Lamattina: Robinson is built very thick and rounded in the waist, but his athleticism does not suffer from that fact very much. He can move fairly smoothly and can contribute to all facets of the blocking game. Robinson is a very smart offensive lineman who will be able to start in the NFL. 

Ezring: Next in the line of promising Oklahoma linemen, Tyrese Robinson is a likely starter in the league. His impressive intelligence and sufficient athletic traits should enable him to succeed at the next level. Still, the talented lineman must learn to drop his pad level, clean up his hand placement and widen his base. Robinson can be an early starter if he can remedy these issues.

Background:

Born August 21st, 1999 in McKinney Texas, Tyrese Robinson was a standout lineman at McKinney Boyd High School. In fact, the talented blocker was an Under Armour All-American following his senior year. A highly sought-after recruit, 247Sports Composite Rankings gave the McKinney native a four-star rating. The same service named him the 103rd-ranked player in his class, the 8th-best guard in his year and the 16th-overall recruit in the state of Texas. After choosing Oklahoma over several big-name programs (including, among others, Auburn, Georgia, Texas and Texas A&M), Robinson redshirted his freshman season. The next year, he played in five games. The Texas product saw an increased role in 2019. Robinson started each of the 14 games of his redshirt sophomore season, seeing first-team reps at right guard in 12 games and right tackle in the remaining two. In the COVID-affected 2020 season, Robinson started each of the Sooners’ 11 games at right guard. He had an outstanding year, allowing just two sacks on 400 passing plays. What’s more, his 84.2 pass-blocking grade was the highest among Oklahoma starters. Robinson is majoring in criminology.

· · · ·

**WORK TO BE COMPLETED**:
In the scouting report on Tyrese Robinson, what pass-blocking grade did he earn in the 2020 season?

· · · ·

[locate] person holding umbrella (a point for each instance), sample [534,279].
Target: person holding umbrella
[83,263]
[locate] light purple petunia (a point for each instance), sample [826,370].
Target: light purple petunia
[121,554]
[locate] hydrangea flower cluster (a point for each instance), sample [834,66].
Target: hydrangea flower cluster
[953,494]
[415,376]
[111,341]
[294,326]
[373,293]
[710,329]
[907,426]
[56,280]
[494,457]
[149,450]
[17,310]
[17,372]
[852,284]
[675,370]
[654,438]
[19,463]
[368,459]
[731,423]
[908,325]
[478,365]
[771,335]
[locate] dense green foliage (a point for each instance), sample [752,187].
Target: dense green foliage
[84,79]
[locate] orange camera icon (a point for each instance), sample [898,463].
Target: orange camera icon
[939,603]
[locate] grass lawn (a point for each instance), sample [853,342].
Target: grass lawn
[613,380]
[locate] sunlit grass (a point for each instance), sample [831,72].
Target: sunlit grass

· · · ·

**EXERCISE RESPONSE**:
84.2, the highest among Oklahoma starters.